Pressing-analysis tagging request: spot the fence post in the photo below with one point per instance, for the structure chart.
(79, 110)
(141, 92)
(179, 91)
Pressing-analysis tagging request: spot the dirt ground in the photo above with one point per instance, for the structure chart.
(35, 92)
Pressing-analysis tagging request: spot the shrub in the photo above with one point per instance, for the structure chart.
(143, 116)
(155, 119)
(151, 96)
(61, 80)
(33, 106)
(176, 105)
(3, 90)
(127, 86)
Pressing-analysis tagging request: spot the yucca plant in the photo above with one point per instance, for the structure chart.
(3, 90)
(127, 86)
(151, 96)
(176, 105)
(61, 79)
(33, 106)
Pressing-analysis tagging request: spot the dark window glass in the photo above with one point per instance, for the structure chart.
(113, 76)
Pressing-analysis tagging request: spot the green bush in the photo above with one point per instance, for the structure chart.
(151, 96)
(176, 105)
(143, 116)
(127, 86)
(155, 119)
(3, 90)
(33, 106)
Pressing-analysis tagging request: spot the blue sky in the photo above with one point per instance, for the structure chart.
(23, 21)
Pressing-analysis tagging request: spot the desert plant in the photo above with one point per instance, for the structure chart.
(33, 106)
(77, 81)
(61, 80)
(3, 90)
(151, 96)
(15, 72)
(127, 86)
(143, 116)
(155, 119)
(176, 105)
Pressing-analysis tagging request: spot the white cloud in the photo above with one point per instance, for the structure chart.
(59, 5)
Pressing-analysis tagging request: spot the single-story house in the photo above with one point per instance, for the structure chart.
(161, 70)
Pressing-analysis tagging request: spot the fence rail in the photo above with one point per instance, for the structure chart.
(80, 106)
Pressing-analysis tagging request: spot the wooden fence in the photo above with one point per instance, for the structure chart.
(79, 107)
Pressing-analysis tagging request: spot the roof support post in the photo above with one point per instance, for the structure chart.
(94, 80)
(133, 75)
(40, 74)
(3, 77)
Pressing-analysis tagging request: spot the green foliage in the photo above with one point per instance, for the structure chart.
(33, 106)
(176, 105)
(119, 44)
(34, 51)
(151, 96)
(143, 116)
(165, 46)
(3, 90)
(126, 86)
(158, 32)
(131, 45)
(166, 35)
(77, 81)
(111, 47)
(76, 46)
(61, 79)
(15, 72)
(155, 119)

- - -

* _Requirement_
Every line of the material should come back unchanged.

* _Your solution_
Pressing-analysis tagging request: spot the fence post in the photo below with one point per instance, for the structure chart.
(79, 110)
(141, 92)
(179, 91)
Pressing-analysis tagging request: spot the dirt ground in the photo above with one point per instance, for the structure chart.
(35, 92)
Pressing-analysis tagging request: spot the shrub in the photo above with one point per instance, for the structure chart.
(143, 116)
(155, 119)
(151, 96)
(61, 80)
(33, 106)
(176, 105)
(3, 90)
(127, 86)
Pressing-analysis tagging request: spot the yucca plant in the photo above with one point per instance, for the structure chart.
(3, 90)
(127, 86)
(151, 96)
(176, 105)
(61, 79)
(33, 106)
Pressing-analysis tagging request: spot the dark window glass in the photo above with one point per instance, for the structure chart.
(113, 76)
Pressing-analysis tagging request: spot the green bush in the photo above with one point per instance, for the structure chart.
(151, 96)
(176, 105)
(143, 116)
(127, 86)
(155, 119)
(3, 90)
(33, 106)
Pressing-analysis tagging request: spot the blue sky in the photo above with one point per instance, for the structure chart.
(23, 21)
Pressing-analysis tagging request: spot the desert plant in the photo above with one point per instance, for the structure chart.
(33, 106)
(77, 81)
(61, 80)
(3, 90)
(151, 96)
(15, 72)
(127, 86)
(143, 116)
(155, 119)
(176, 105)
Pressing-analysis tagging request: spot the white cloud in the photo above with one point per instance, for the structure chart.
(59, 5)
Pressing-analysis tagging request: spot the single-story house in the photo above with one point per instance, for the structure chart.
(161, 70)
Pressing-analysis tagging request: spot the fence rail in the photo above with one point per instance, for the structure chart.
(80, 106)
Pressing-analysis tagging request: spot the wooden fence in the photo above with one point per instance, for the structure chart.
(79, 107)
Pressing-analysis tagging request: spot the roof support post in the photo above with one point per instance, for the structure chart.
(94, 80)
(133, 75)
(40, 74)
(3, 77)
Pressing-analysis tagging request: spot the green foliage in the photo above with one point per instance, for the structure chart.
(33, 106)
(176, 105)
(119, 44)
(34, 51)
(151, 96)
(143, 116)
(165, 46)
(3, 90)
(126, 86)
(158, 32)
(131, 45)
(166, 35)
(77, 81)
(111, 47)
(76, 46)
(61, 79)
(15, 72)
(155, 119)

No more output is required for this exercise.